What to work on ▸
(A) In the passage on McCarty's baseball career, which player did the Reds send to the Twins in exchange for McCarty?
(B) Carry on the passage on McCarty's baseball career, beginning right after its final sentence.

In two partial seasons with the Twins, McCarty batted .226/.275/.310 (good for an OPS 45% worse than league average) in 575 plate appearances before being traded to the Reds for middling left-handed prospect John Courtright. Courtright never appeared for the Twins and only logged one big-league inning for the Reds.
McCarty ultimately played 11 professional seasons followed by a stint as a Red Sox television guy. He’s done well for himself: McCarty made nearly $4,000,000 as a ball player, according to Baseball Reference, and he’s only become more remunerated, judging by his LinkedIn profile — he now sells real estate in the Bay Area, the 2018 equivalent of being the kid from Blank Check.
Though he clearly has many dollar bills with which to dry his tears over no longer being the No. 1 bat-right/throw-left position-playing Minnesota Twin via Wins Above Replacement (he’d have a plaque but for the length of the title), McCarty can at least take comfort in being the second-best in a category in which he was horribly bad.

Data section ▸
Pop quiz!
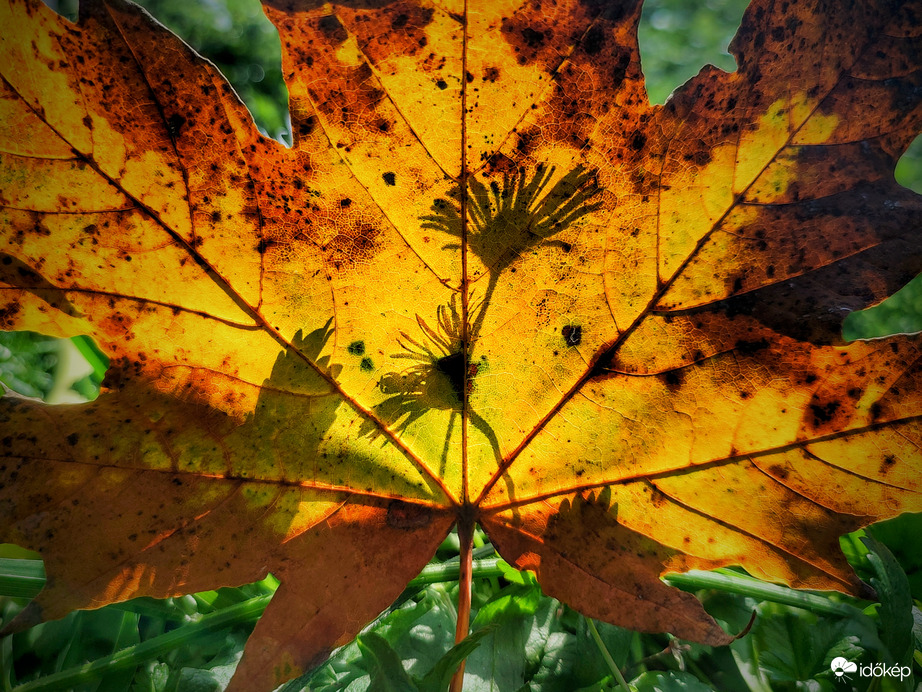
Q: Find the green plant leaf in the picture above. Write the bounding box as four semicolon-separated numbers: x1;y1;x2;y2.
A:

==

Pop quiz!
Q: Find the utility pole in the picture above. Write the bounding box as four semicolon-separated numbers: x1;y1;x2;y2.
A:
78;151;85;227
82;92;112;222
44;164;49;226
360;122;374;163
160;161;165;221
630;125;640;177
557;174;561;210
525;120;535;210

Outputs in order ▸
(A) John Courtright, a left-handed prospect.

(B)
The best right-hitting/left-throwing position player Twins
Player | PA | BA | OBP | SLG | WAR |
---|---|---|---|---|---|
Player | PA | BA | OBP | SLG | WAR |
Ryan LaMarre | 12 | 0.583 | 0.583 | 0.583 | 0.3 |
David McCarty | 575 | 0.226 | 0.275 | 0.310 | -3.2 |
Kudos to Ryan LaMarre, who probably shouldn’t be getting big-league plate appearances. Whatever may happen with him down the road, let’s celebrate a monumental moment for the new, historic Twin.